Provided data »
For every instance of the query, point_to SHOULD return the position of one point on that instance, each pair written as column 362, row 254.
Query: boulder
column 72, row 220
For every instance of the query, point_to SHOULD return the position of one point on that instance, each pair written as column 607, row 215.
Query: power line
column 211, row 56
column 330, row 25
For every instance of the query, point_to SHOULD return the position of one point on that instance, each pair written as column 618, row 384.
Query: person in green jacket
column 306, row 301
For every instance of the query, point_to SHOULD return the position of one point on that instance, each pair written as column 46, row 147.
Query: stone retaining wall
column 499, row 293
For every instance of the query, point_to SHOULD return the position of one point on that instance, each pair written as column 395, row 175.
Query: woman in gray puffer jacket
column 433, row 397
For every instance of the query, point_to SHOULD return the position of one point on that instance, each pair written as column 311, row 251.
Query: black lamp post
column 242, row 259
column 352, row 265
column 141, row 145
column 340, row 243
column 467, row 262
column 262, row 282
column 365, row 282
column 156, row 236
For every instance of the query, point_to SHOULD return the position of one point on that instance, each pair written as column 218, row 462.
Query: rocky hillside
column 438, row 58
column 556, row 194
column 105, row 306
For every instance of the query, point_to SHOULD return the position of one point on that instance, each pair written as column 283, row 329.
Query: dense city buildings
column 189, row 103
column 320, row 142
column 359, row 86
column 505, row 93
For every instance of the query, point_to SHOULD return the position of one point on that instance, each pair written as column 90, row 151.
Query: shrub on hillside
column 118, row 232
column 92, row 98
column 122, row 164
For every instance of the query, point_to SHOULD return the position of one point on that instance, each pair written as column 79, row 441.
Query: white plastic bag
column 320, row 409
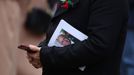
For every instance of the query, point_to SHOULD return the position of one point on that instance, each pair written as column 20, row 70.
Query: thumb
column 34, row 48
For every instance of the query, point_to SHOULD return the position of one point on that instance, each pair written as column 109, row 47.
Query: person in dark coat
column 104, row 21
column 127, row 66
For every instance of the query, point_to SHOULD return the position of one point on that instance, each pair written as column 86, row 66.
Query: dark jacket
column 104, row 21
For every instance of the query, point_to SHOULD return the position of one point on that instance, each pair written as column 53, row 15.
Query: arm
column 105, row 25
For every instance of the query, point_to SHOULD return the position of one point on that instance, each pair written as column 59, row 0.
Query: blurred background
column 21, row 22
column 26, row 21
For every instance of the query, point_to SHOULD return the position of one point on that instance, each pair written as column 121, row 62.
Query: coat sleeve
column 106, row 21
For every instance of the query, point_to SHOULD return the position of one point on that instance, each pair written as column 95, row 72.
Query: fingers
column 34, row 59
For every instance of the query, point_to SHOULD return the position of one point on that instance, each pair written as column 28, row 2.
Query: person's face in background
column 63, row 40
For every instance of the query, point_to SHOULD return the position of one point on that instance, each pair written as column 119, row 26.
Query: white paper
column 63, row 26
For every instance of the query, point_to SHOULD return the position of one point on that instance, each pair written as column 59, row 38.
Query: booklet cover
column 66, row 34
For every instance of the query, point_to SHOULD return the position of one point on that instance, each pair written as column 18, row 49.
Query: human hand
column 34, row 58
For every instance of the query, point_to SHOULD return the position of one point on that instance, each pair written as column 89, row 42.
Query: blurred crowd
column 17, row 27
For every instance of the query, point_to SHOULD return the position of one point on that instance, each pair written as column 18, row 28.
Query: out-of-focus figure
column 9, row 29
column 127, row 66
column 34, row 14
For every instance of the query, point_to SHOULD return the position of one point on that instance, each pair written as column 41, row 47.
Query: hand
column 34, row 58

Work to do » Print the full listing above line for line without any changes, and leave the pictures out of your reply.

Solution to the exercise »
For every instance of the query, point_to SHOULD return the position of one point on that instance, each pair written as column 362, row 254.
Query: boulder
column 72, row 220
For every instance of the query, point_to SHOULD return the position of one point on that instance, each pair written as column 607, row 215.
Query: power line
column 211, row 56
column 330, row 25
For every instance of the query, point_to SHOULD return the position of one point on that instance, each pair written as column 618, row 384.
Query: person in green jacket
column 306, row 301
For every instance of the query, point_to SHOULD return the position of one point on that instance, each pair written as column 46, row 147.
Query: stone retaining wall
column 499, row 293
For every instance of the query, point_to SHOULD return the position of one point on that instance, each pair written as column 395, row 175.
Query: woman in gray puffer jacket
column 433, row 397
For every instance of the query, point_to SHOULD return the position of one point on that instance, each pair written as column 311, row 251.
Query: black lamp post
column 242, row 259
column 352, row 265
column 141, row 145
column 340, row 243
column 467, row 262
column 262, row 282
column 365, row 282
column 156, row 236
For every instance of the query, point_to SHOULD return the position of one point on that instance, each pair written as column 218, row 462.
Query: rocky hillside
column 438, row 58
column 556, row 194
column 105, row 306
For every instance of the query, point_to SHOULD return the position of one point on that instance, each pair written as column 283, row 329.
Query: dense city buildings
column 189, row 103
column 320, row 142
column 359, row 86
column 505, row 93
For every instance of the query, point_to SHOULD return the position of one point on that instance, each pair written as column 90, row 151.
Query: shrub on hillside
column 118, row 232
column 92, row 98
column 122, row 164
For every instance of the query, point_to SHOULD return the position of one point on that instance, each pair written as column 79, row 441.
Query: white plastic bag
column 320, row 409
For every instance of the query, point_to SHOULD return the position of one point on that instance, each pair written as column 20, row 70.
Query: thumb
column 34, row 48
For every instance of the query, point_to SHOULD return the position of one point on that instance, each pair written as column 109, row 47.
Query: person in dark coat
column 104, row 21
column 127, row 66
For every instance of the query, point_to SHOULD return the position of one point on that instance, each pair written as column 86, row 66.
Query: dark jacket
column 104, row 21
For every instance of the query, point_to SHOULD return the position of one point on that instance, each pair written as column 53, row 15.
Query: arm
column 105, row 25
For every instance of the query, point_to SHOULD return the position of one point on that instance, each pair written as column 59, row 0.
Query: blurred background
column 21, row 22
column 26, row 21
For every instance of the query, point_to SHOULD return the position of one point on that instance, each pair written as column 121, row 62.
Query: coat sleeve
column 106, row 21
For every instance of the query, point_to SHOULD return the position of one point on that instance, each pair written as column 95, row 72.
Query: fingers
column 34, row 59
For every instance of the query, point_to SHOULD return the position of one point on that instance, each pair written as column 28, row 2.
Query: person's face in background
column 63, row 40
For every instance of the query, point_to SHOULD return the position of one point on that instance, each pair written as column 119, row 26.
Query: white paper
column 63, row 26
For every instance of the query, point_to SHOULD return the position of one point on that instance, each pair written as column 59, row 38.
Query: booklet cover
column 66, row 34
For every instance of the query, point_to SHOULD return the position of one point on that instance, each pair written as column 18, row 49.
Query: human hand
column 34, row 58
For every instance of the query, point_to SHOULD return the position of one point on that instance, each pair written as column 89, row 42.
Query: blurred crowd
column 17, row 27
For every instance of the query, point_to SHOULD return the position of one point on that instance, each pair written as column 18, row 28.
Query: out-of-focus figure
column 9, row 29
column 127, row 66
column 34, row 14
For every instance of the query, point_to SHOULD return the position of one point on that instance, each pair written as column 41, row 47.
Query: hand
column 34, row 58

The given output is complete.